Task input ▸
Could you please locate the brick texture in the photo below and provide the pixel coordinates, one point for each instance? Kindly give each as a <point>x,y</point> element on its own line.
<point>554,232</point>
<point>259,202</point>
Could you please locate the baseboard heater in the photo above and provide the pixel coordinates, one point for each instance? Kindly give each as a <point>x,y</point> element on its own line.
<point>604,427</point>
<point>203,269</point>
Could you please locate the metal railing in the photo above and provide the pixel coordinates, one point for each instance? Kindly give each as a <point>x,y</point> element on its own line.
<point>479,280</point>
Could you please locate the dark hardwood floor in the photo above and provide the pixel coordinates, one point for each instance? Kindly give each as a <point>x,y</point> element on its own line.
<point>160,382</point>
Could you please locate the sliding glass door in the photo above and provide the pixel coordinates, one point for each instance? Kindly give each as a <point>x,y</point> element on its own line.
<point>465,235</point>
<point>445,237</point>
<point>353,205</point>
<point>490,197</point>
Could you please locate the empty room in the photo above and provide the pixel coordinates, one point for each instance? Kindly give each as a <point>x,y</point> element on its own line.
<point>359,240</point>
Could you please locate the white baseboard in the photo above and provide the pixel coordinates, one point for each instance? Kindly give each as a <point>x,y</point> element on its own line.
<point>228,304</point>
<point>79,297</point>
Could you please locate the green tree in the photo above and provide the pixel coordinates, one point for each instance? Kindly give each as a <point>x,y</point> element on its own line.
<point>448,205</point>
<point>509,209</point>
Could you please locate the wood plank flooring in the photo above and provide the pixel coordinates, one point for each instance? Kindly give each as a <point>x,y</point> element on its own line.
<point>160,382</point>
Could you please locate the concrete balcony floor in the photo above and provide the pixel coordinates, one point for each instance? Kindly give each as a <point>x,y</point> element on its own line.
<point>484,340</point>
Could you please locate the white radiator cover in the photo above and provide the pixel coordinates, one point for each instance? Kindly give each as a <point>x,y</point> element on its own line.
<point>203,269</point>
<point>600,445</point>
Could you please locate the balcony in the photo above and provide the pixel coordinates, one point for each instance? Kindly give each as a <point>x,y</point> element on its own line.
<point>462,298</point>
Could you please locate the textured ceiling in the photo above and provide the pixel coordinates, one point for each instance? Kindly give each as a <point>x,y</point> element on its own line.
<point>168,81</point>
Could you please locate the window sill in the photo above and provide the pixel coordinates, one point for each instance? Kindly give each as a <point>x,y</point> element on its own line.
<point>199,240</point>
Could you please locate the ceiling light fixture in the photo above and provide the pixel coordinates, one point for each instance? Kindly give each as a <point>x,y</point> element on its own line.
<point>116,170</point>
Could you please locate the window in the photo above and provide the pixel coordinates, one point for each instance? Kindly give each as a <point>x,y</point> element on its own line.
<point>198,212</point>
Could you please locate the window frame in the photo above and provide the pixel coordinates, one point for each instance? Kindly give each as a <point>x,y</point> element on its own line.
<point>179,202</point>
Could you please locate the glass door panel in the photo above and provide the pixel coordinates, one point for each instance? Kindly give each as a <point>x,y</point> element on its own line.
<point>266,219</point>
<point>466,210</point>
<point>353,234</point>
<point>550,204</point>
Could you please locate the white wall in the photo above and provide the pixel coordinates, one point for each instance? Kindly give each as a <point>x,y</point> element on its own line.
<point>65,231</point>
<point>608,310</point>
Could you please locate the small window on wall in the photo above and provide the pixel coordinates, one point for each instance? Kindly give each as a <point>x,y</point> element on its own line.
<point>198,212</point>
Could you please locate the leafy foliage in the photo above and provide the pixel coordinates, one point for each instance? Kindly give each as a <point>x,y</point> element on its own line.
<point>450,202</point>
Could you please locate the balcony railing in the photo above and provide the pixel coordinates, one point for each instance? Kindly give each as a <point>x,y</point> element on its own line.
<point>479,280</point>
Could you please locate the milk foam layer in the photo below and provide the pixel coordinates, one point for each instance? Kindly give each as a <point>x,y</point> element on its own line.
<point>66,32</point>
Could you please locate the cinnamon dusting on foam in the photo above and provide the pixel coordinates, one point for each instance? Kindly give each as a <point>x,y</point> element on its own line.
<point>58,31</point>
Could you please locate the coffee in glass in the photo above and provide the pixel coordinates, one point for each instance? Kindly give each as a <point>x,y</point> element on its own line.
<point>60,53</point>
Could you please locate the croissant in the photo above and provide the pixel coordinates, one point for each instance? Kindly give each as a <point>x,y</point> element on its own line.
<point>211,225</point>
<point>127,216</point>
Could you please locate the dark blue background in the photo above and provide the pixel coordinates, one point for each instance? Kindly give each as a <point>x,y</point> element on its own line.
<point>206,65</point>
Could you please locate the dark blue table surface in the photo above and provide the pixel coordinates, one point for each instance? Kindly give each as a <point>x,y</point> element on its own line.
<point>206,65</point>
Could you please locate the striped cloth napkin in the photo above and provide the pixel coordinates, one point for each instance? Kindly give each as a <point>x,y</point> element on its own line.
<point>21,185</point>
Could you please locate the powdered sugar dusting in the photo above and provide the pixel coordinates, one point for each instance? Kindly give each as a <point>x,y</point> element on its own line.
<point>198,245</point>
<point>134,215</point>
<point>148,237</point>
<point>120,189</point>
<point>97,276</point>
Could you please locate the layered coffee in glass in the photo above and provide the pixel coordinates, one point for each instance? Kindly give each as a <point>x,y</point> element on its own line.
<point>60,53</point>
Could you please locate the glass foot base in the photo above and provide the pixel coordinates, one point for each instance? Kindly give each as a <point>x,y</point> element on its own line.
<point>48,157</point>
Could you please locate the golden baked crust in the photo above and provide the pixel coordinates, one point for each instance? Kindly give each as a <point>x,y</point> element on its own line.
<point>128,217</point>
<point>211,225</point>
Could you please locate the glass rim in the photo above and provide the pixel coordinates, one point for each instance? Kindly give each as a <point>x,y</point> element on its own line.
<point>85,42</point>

Problem description ▸ Print every one of the records above again, unchanged and in their original order.

Solved problem ▸
Could you please locate the brick texture in the photo below and provide the pixel coordinates, one point for each instance? Kindly give each as a <point>x,y</point> element on its own line.
<point>554,232</point>
<point>259,202</point>
Could you please locate the baseboard heater in the photo above and provide the pixel coordinates, one point for each instance? Kindly give each as a <point>x,y</point> element on its own line.
<point>604,427</point>
<point>203,269</point>
Could you please locate the metal railing in the photo above and provide the pixel coordinates, one point for each instance? Kindly give each as a <point>x,y</point> element on its own line.
<point>479,280</point>
Could you please locate the dark hardwood floor in the photo above and provide the pixel coordinates, one point for each instance? Kindly give each as a <point>x,y</point> element on its own line.
<point>160,382</point>
Could you please locate the sliding glass door in the photo above and provide the pixel coordinates, one point for each instance? Kindly give each as a <point>x,y</point> element on its own line.
<point>465,235</point>
<point>445,237</point>
<point>353,205</point>
<point>490,197</point>
Could you please locate the empty room in the photo above and provide the pixel coordinates, one point for each instance? Kindly give each as a <point>x,y</point> element on its own line.
<point>359,240</point>
Could you please locate the white baseboard in the photo above and provide the pixel coordinates, one point for each instance? Kindly give each as a <point>x,y</point> element on its own line.
<point>228,304</point>
<point>79,297</point>
Could you please locate the green tree in the photo above and provide the pixel coordinates, one point for each instance? Kindly give each as a <point>x,y</point> element on its own line.
<point>448,205</point>
<point>509,209</point>
Could you please locate the wood plank flooring in the photo above and provide the pixel coordinates, one point for each instance? Kindly give each as a <point>x,y</point> element on its own line.
<point>160,382</point>
Could you please locate the concrete balcony floor in the photo above and provide the pixel coordinates, one point for each instance? Kindly give each as a <point>x,y</point> element on its own line.
<point>484,340</point>
Could you please locate the white radiator cover in the photo above and provide the pixel coordinates, one point for each instance? Kindly give each as a <point>x,y</point> element on its own line.
<point>203,269</point>
<point>600,445</point>
Could you please locate the balcony in the photo above and provide the pixel coordinates, one point for each instance? Kindly give each as a <point>x,y</point> element on its own line.
<point>462,298</point>
Could you please locate the textured ceiling in the photo above and provide the pixel coordinates, one point for each instance? Kindly give each as a <point>x,y</point> element on its own line.
<point>168,81</point>
Could you please locate the window sill in the photo above and provide the pixel coordinates, one point for each instance? Kindly give each as a <point>x,y</point> element on its own line.
<point>199,240</point>
Could you please locate the ceiling light fixture in the photo above and provide the pixel coordinates, one point for each instance? Kindly give each as a <point>x,y</point> element on its own line.
<point>116,170</point>
Could you please locate the window in the photo above and provide the pixel coordinates, one point for each instance? Kindly give each as a <point>x,y</point> element on its own line.
<point>198,212</point>
Could you please locate the window frame in the photo above and provide the pixel coordinates, one point for each instance? Kindly give each as a <point>x,y</point> element on its own line.
<point>179,202</point>
Could you please locate the glass door panel in the photo above and provide the pixel coordinates, one point for each instance? Kindly give each as a <point>x,y</point> element on its own line.
<point>266,219</point>
<point>466,210</point>
<point>353,234</point>
<point>550,204</point>
Could you please locate the white wall in the photo above and provide the pixel coordinates, one point for each instance? Kindly give each as a <point>x,y</point> element on its own line.
<point>65,231</point>
<point>608,310</point>
Could you please locate the small window on wall in the photo above and provide the pixel coordinates, one point for each instance? Kindly give each as a <point>x,y</point> element on its own line.
<point>198,212</point>
Could you please locate the leafy foliage in the photo above and provide the pixel coordinates, one point for each instance? Kindly give each as a <point>x,y</point> element on its own line.
<point>450,202</point>
Could you please locate the balcony railing in the photo above and provide the pixel coordinates, one point for each instance? Kindly give each as a <point>x,y</point> element on its own line.
<point>479,280</point>
Could you please locate the milk foam layer in the photo below and provide the pixel coordinates, one point for each instance? Kindly give each as a <point>x,y</point> element on its own line.
<point>66,32</point>
Could you please locate the cinnamon dusting on foam in the photo above and provide the pixel coordinates, one point for each instance? Kindly give each as a <point>x,y</point> element on its own line.
<point>58,31</point>
Could you please locate the coffee in glass in the photo above and provide the pixel coordinates, one point for each instance? Kindly give each as a <point>x,y</point> element on its own line.
<point>60,53</point>
Could you please locate the croissant in the photo above and provide the pixel coordinates, one point for each instance? Kindly give each as a <point>x,y</point> element on its own line.
<point>211,225</point>
<point>127,216</point>
Could you please locate the dark blue background in the photo above and provide the pixel coordinates, one point for each instance? Kindly give each as a <point>x,y</point> element on its own line.
<point>206,65</point>
Could you please locate the dark blue table surface in the photo above and provide the pixel coordinates, one point for each instance? Kindly give each as a <point>x,y</point> element on its own line.
<point>206,65</point>
Could you please locate the striped cloth napkin in the photo above and provide the pixel coordinates, one point for each instance? Kindly give each as a <point>x,y</point> element on its own line.
<point>21,185</point>
Could you please locate the powdered sugar dusting in the photo above and provide the pixel coordinates, one point for each instance? Kindly give each as a <point>x,y</point> element on its own line.
<point>198,245</point>
<point>134,215</point>
<point>148,237</point>
<point>120,189</point>
<point>97,276</point>
Could you please locate the layered coffee in glass in the photo above and provide the pixel coordinates, one point for each instance? Kindly give each as a <point>x,y</point> element on its own line.
<point>60,53</point>
Could you please locate the glass foot base in the photo above and provide the pixel coordinates, one point for each instance? Kindly give each as a <point>x,y</point> element on its own line.
<point>48,157</point>
Could you please locate the golden baked crust in the photo above and provide the pixel coordinates, one point for each instance? Kindly give each as a <point>x,y</point> element on its own line.
<point>128,217</point>
<point>211,225</point>
Could you please locate the glass rim in the photo above and provide the pixel coordinates, one point for each instance? Kindly give each as a <point>x,y</point> element on its own line.
<point>85,42</point>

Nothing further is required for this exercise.